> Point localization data
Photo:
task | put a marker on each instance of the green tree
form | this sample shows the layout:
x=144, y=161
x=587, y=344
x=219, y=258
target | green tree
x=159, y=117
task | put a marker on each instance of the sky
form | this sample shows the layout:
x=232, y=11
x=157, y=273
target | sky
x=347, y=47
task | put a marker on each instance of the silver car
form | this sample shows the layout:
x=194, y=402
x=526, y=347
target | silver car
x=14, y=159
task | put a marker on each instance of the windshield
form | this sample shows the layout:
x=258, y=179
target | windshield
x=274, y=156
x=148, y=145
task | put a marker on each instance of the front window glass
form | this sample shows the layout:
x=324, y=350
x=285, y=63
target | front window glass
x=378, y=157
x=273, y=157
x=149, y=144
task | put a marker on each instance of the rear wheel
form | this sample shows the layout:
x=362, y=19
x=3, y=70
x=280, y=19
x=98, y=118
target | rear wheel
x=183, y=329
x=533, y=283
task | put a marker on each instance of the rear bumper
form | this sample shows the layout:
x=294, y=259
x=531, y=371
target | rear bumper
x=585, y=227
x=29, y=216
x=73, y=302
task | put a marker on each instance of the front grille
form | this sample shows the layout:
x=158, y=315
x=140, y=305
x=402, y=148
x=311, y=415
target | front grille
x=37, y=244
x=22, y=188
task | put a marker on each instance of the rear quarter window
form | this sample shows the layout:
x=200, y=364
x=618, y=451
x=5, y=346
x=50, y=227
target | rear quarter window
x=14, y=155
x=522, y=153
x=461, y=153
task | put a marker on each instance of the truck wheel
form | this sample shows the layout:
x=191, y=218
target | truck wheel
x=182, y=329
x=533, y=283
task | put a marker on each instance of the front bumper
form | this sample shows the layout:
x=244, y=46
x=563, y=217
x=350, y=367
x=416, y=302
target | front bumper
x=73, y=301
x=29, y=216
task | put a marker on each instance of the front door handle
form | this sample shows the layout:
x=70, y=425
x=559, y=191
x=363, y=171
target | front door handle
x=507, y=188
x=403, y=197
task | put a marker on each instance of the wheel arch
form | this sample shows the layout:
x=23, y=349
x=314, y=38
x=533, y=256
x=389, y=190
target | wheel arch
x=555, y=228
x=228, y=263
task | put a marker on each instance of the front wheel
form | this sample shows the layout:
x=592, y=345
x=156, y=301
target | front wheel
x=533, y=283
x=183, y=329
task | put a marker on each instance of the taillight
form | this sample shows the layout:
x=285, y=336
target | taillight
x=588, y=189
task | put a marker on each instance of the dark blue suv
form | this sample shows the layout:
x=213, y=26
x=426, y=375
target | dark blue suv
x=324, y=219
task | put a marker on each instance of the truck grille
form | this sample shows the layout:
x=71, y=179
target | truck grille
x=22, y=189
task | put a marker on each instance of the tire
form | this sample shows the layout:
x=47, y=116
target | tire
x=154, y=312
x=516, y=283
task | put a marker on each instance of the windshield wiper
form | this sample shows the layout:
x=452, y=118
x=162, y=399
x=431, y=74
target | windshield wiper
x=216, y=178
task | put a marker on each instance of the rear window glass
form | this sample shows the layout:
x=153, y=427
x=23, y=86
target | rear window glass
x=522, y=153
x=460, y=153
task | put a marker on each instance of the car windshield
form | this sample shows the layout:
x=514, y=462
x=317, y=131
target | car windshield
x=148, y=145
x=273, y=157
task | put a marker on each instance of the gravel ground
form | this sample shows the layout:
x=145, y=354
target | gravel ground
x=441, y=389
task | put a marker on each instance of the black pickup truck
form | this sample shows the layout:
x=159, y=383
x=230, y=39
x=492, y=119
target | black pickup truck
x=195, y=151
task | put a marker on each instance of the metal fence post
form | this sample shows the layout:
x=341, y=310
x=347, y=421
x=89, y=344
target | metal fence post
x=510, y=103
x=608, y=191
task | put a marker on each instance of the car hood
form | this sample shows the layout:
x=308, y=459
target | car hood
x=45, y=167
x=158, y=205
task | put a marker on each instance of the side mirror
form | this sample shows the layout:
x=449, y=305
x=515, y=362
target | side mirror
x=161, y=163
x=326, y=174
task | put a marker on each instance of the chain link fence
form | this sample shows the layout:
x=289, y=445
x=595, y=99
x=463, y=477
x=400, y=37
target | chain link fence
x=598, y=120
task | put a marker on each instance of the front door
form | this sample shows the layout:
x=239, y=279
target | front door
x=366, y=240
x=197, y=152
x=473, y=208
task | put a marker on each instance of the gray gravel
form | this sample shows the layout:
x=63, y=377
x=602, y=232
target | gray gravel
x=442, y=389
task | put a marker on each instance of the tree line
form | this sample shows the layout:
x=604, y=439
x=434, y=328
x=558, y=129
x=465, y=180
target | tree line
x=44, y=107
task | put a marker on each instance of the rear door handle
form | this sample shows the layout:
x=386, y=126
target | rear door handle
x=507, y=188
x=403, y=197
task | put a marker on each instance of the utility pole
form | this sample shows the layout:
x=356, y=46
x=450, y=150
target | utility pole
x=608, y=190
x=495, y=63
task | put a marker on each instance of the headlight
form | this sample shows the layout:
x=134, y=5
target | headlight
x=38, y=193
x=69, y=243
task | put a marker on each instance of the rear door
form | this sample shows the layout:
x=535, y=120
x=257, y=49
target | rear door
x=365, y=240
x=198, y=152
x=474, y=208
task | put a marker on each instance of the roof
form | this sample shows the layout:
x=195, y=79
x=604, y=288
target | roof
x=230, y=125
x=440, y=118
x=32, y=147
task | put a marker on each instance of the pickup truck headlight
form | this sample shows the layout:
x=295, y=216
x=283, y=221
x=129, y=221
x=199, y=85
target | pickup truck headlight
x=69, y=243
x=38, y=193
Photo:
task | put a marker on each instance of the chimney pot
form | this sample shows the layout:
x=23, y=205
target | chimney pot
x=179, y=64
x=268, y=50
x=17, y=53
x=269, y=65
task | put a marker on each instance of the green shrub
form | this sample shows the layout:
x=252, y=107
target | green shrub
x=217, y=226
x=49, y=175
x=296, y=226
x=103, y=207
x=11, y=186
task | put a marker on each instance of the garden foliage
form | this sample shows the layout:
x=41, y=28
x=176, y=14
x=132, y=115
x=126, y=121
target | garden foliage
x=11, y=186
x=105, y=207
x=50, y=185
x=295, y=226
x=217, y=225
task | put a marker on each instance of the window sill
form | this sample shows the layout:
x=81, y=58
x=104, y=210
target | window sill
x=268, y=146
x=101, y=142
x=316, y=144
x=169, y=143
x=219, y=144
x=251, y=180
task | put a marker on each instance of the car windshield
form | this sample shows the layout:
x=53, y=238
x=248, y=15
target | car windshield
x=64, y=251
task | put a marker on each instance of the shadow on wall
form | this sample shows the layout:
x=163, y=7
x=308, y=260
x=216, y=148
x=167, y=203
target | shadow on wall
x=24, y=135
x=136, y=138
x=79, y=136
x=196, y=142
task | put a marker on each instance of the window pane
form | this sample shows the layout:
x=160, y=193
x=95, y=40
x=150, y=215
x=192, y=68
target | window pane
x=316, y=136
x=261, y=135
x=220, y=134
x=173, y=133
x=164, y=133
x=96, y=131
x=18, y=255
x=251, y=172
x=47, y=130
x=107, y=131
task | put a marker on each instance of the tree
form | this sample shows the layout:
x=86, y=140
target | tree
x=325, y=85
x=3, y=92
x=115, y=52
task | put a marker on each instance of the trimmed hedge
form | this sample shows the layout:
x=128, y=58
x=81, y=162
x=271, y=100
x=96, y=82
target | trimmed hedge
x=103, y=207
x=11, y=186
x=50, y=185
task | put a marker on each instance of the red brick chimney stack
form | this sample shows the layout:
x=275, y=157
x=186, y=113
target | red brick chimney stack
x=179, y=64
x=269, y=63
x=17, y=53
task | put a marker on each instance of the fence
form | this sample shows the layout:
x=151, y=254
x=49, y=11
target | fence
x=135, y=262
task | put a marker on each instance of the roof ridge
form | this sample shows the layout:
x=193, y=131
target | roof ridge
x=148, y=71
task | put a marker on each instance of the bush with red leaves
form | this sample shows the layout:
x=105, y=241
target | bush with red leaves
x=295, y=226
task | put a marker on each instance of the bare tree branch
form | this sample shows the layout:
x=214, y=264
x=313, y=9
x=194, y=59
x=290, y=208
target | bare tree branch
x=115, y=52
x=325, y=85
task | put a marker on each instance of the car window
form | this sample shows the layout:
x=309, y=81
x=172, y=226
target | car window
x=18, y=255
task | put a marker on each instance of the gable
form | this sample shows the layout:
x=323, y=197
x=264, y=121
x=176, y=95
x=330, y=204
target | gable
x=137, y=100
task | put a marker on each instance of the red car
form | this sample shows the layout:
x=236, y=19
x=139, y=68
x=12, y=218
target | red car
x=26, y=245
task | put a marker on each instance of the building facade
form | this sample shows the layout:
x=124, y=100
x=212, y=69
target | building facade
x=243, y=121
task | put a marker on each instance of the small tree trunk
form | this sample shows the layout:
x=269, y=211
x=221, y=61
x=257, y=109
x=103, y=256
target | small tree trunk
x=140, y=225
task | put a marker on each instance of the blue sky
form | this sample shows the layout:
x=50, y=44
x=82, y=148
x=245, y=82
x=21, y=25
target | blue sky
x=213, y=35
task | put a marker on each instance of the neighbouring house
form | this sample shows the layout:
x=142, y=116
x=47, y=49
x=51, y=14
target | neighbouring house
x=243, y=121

> WORK REQUIRED
Starting at the line above that holds "x=23, y=205" and ending at the line that holds "x=104, y=210", transcribe each line exactly and include no other lines.

> SOLUTION FOR THIS TASK
x=23, y=205
target | chimney pot
x=179, y=64
x=268, y=50
x=17, y=53
x=269, y=65
task | put a marker on each instance of the green shrub
form | this sample shows the layout:
x=252, y=107
target | green shrub
x=217, y=226
x=49, y=175
x=296, y=226
x=103, y=207
x=11, y=186
task | put a marker on each instance of the garden foliage
form | this sample shows the layout:
x=41, y=28
x=176, y=14
x=132, y=115
x=126, y=121
target | garden foliage
x=11, y=186
x=105, y=207
x=50, y=185
x=295, y=226
x=217, y=225
task | put a marker on each instance of the window sill
form | this sample shows the layout:
x=81, y=58
x=104, y=210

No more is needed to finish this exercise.